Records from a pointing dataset
'''

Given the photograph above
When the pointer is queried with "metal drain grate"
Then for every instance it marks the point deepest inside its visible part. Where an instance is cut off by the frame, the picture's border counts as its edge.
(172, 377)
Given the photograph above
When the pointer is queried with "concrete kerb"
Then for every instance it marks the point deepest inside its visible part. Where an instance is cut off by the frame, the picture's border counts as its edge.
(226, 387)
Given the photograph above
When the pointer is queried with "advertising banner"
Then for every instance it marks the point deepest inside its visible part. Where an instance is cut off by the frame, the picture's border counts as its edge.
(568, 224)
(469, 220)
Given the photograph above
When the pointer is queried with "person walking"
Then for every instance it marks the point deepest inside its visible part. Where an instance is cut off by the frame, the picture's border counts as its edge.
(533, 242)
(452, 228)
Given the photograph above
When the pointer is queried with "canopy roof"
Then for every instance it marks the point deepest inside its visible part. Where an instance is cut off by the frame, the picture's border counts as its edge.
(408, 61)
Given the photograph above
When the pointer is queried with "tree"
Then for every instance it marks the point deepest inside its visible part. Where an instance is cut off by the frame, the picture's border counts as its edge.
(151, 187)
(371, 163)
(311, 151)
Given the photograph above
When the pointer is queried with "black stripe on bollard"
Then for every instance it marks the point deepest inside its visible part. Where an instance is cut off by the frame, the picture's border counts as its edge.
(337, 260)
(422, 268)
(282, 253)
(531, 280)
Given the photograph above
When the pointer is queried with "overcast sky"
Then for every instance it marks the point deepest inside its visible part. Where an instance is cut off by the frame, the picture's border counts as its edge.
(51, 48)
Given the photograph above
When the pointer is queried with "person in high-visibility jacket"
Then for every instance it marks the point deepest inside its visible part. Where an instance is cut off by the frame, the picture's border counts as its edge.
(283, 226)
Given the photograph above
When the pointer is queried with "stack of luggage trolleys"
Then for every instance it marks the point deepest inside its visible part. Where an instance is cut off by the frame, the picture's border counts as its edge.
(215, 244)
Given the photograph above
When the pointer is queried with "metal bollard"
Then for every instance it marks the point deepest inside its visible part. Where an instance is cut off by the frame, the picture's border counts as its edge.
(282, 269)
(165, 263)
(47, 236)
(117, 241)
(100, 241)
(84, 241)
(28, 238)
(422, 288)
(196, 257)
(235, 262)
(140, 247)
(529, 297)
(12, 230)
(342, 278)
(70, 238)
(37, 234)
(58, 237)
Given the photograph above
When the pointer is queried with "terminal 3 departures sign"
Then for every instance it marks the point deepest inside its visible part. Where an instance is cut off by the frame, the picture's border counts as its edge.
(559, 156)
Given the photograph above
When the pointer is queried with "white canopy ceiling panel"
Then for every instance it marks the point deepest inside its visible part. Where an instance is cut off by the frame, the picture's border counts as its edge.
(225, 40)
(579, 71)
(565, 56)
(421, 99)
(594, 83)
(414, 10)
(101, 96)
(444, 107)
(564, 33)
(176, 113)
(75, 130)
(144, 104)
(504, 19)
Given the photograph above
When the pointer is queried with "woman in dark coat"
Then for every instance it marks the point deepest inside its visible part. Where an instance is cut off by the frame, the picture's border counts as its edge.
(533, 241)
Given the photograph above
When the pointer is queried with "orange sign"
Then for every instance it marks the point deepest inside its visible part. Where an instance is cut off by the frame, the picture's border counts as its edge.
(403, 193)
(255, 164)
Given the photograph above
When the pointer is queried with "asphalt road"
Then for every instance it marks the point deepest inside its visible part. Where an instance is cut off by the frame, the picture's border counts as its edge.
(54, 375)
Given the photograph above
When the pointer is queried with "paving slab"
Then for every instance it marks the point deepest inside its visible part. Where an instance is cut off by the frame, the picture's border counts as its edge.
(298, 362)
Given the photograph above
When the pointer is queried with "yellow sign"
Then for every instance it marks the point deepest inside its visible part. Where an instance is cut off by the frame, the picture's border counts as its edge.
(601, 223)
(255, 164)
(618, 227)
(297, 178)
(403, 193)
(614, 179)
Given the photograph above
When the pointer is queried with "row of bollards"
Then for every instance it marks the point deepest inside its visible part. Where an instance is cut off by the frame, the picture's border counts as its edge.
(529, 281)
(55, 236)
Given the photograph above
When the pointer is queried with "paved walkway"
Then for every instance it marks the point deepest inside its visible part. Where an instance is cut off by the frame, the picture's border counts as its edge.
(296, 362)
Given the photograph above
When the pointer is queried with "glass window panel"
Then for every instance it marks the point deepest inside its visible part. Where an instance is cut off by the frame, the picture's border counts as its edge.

'''

Exercise requirements
Find every line in the data that contains the word "sign", and copy each of those lines.

Written reply
When the pointer is queried with "terminal 3 departures sign"
When the pointer is queried with "orange sign"
When the pointer is queried with "yellow sign"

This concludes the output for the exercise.